• Data under study

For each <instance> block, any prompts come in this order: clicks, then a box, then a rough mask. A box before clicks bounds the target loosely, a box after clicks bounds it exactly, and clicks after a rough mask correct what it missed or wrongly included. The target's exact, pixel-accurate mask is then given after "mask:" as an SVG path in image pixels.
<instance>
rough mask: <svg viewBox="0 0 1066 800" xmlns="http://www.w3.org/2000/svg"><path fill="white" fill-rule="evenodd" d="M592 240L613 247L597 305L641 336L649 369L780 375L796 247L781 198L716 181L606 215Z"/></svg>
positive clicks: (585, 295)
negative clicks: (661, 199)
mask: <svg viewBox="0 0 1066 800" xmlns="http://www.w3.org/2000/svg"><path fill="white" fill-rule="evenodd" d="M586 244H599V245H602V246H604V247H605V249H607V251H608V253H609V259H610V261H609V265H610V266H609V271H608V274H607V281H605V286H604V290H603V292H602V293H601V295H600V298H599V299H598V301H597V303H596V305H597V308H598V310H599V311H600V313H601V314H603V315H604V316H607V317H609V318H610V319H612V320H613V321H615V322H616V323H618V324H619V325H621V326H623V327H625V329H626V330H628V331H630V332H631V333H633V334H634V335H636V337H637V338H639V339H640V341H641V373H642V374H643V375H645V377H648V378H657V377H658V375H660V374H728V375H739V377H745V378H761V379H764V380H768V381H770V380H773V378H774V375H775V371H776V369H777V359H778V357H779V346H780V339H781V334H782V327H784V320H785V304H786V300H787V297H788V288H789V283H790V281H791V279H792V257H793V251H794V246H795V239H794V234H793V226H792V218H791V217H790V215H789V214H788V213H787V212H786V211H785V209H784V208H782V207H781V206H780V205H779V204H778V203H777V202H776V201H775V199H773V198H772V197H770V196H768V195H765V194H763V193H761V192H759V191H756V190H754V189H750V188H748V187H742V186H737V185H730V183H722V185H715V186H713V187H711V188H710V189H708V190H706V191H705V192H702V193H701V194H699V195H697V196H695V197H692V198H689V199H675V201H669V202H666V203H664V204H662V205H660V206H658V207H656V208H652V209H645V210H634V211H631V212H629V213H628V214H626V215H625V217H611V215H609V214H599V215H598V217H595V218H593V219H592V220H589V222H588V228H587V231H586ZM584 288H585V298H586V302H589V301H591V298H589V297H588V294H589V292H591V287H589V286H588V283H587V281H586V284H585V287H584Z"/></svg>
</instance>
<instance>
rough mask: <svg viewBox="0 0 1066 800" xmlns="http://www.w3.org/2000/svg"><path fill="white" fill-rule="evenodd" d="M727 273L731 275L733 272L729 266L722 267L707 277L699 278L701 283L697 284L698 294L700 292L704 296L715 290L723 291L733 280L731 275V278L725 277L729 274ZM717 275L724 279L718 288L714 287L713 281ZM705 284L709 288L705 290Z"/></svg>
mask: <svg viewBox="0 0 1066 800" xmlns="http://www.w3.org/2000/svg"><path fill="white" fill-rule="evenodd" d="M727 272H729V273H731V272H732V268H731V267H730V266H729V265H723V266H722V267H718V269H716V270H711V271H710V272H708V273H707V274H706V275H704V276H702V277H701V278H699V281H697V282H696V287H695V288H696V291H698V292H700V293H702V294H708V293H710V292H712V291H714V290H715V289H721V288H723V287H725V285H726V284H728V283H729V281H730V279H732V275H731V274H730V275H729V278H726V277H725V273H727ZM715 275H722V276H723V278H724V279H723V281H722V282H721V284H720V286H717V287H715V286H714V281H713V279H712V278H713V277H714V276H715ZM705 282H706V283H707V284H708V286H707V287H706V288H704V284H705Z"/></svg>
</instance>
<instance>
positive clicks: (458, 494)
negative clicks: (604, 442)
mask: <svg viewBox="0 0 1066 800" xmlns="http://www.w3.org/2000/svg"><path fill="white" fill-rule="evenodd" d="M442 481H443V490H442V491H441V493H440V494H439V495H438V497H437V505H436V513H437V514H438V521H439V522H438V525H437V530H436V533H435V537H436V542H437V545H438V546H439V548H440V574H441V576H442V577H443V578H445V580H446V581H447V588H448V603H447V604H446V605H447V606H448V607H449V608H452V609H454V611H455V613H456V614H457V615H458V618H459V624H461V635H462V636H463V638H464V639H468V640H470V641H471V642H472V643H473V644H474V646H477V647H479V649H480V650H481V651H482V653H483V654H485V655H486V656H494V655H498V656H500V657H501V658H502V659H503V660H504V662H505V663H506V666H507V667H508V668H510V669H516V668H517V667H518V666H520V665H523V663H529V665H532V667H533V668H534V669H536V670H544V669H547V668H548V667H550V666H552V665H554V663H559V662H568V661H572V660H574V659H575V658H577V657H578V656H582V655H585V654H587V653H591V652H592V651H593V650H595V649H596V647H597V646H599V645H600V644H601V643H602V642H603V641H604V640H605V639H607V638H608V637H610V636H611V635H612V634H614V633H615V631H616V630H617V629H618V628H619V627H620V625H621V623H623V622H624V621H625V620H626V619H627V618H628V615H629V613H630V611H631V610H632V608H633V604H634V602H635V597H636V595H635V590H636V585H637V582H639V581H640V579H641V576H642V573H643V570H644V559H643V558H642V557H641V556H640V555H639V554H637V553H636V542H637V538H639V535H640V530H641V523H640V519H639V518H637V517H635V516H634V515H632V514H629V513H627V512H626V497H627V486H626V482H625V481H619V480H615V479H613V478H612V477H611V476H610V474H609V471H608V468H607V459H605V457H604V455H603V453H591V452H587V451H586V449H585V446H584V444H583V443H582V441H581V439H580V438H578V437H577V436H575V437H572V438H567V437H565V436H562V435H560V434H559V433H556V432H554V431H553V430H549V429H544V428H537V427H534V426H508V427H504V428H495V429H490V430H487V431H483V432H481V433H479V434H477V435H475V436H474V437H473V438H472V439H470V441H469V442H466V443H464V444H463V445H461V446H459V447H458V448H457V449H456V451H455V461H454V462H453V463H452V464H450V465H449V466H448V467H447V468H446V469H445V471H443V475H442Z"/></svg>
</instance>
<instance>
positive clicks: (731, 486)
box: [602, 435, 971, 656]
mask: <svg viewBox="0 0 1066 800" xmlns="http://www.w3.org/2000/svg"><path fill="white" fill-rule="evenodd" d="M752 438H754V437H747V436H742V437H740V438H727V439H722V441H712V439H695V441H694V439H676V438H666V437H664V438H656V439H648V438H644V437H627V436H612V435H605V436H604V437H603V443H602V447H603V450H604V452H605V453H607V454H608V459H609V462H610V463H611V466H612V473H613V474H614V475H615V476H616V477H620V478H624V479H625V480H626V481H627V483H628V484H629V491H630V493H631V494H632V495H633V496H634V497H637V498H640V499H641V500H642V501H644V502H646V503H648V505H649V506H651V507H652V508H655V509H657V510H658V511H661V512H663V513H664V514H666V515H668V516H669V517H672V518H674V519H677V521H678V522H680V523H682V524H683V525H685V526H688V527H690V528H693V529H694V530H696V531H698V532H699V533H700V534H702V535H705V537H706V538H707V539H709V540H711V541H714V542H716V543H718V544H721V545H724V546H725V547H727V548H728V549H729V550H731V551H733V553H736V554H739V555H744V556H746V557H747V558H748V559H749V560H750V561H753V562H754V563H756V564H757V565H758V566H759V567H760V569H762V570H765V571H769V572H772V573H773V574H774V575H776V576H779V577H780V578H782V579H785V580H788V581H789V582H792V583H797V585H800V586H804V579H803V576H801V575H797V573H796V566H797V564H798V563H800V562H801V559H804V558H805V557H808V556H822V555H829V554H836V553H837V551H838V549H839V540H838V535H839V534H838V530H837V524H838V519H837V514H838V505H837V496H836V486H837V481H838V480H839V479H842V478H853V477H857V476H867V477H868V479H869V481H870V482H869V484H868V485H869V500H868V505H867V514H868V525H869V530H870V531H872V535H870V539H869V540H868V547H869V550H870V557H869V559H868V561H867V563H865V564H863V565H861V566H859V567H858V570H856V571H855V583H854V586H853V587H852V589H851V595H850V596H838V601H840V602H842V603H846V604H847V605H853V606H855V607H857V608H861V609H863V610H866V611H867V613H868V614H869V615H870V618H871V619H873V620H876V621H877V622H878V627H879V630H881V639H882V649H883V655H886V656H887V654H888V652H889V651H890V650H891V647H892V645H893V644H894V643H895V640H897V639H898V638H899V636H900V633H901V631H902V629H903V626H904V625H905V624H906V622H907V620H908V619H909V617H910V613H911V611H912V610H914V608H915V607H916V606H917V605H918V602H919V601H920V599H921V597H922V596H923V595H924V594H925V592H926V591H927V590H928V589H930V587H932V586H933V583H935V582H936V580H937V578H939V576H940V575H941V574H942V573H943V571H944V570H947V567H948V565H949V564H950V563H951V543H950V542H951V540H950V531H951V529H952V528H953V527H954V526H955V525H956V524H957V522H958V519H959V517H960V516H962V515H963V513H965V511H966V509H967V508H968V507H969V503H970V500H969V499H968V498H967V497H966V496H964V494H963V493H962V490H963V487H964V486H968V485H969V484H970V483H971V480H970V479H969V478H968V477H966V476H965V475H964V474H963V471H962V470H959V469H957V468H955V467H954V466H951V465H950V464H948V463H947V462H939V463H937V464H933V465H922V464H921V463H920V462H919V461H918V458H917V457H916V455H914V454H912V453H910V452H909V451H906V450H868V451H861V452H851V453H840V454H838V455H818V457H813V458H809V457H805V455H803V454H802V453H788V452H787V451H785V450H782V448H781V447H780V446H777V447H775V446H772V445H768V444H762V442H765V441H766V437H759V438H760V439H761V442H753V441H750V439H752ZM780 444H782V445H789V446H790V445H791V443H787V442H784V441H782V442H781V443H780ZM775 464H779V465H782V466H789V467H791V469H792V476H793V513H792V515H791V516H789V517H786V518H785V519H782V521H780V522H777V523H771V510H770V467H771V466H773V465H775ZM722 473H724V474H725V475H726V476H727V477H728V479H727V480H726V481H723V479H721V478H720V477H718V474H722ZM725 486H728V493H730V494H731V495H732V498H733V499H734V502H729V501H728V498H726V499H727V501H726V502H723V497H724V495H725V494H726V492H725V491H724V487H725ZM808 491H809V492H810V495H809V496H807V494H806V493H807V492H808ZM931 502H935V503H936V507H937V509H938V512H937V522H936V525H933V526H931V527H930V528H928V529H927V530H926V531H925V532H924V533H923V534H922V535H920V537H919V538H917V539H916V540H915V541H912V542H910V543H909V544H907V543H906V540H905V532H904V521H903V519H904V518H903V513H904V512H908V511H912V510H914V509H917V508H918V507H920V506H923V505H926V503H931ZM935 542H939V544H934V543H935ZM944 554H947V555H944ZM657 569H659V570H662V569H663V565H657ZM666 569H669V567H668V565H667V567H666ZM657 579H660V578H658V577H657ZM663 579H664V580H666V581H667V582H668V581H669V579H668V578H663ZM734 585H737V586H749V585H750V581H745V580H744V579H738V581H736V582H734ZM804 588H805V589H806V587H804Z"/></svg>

• Exercise goal
Show the lines where the word "positive" appears in the entries.

• Completed exercise
positive clicks: (585, 295)
positive clicks: (458, 494)
positive clicks: (731, 486)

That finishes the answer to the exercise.